→ What you should do:
Write out the stretch of the Streamlit tutorial below from "## 7. Advanced" through "professional and user-friendly.", keeping every character as it appears.

Chlorophyll-a dashboard created! To run it, use: streamlit run chla_dashboard.py


## 7. Advanced Features {#advanced-features}

Let's explore some advanced Streamlit features that can make your apps more professional and user-friendly.

### 7.1 Session State and Caching

In [11]:
advanced_app_code = '''
import streamlit as st
import pandas as pd
import time
import numpy as np

st.title("Advanced Streamlit Features")

# Session State Example
st.header("Session State Example")
st.write("Session state allows you to store data across reruns")

# Initialize session state
if 'counter' not in st.session_state:
    st.session_state.counter = 0

if 'user_data' not in st.session_state:
    st.session_state.user_data = []

# Counter example
col1, col2, col3 = st.columns(3)

with col1:
    if st.button("Increment"):
        st.session_state.counter += 1

with col2:
    if st.button("Decrement"):
        st.session_state.counter -= 1

with col3:
    if st.button("Reset"):
        st.session_state.counter = 0

st.write(f"Counter value: {st.session_state.counter}")

# User data collection
st.subheader("Data Collection with Session State")

with st.form("data_form"):
    name = st.text_input("Name")
    age = st.number_input("Age", min_value=0, max_value=120)
    city = st.text_input("City")
    
    submitted = st.form_submit_button("Add Entry")

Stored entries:
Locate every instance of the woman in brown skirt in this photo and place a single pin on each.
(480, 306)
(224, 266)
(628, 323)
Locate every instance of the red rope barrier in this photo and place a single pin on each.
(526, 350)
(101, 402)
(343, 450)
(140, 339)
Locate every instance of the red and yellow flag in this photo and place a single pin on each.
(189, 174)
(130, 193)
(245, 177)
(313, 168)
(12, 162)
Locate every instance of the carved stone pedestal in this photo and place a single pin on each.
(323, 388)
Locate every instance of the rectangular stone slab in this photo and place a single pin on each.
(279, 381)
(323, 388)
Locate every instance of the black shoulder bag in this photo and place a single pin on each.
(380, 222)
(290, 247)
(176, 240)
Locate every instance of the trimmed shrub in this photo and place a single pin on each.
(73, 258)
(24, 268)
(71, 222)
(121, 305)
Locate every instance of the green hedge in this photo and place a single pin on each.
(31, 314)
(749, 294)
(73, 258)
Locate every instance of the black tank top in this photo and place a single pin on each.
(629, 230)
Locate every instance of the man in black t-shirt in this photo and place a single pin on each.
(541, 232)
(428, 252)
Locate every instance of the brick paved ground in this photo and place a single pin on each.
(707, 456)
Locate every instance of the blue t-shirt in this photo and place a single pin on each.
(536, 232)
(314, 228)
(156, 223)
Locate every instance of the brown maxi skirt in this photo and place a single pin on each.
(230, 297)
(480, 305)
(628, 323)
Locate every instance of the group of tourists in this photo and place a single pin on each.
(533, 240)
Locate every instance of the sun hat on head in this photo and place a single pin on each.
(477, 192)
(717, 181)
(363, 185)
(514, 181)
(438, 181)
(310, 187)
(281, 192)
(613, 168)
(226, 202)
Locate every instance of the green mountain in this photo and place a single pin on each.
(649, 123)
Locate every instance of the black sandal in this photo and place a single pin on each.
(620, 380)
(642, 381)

→ Exercise output:
## 7. Advanced Features {#advanced-features}

Let's explore some advanced Streamlit features that can make your apps more professional and user-friendly.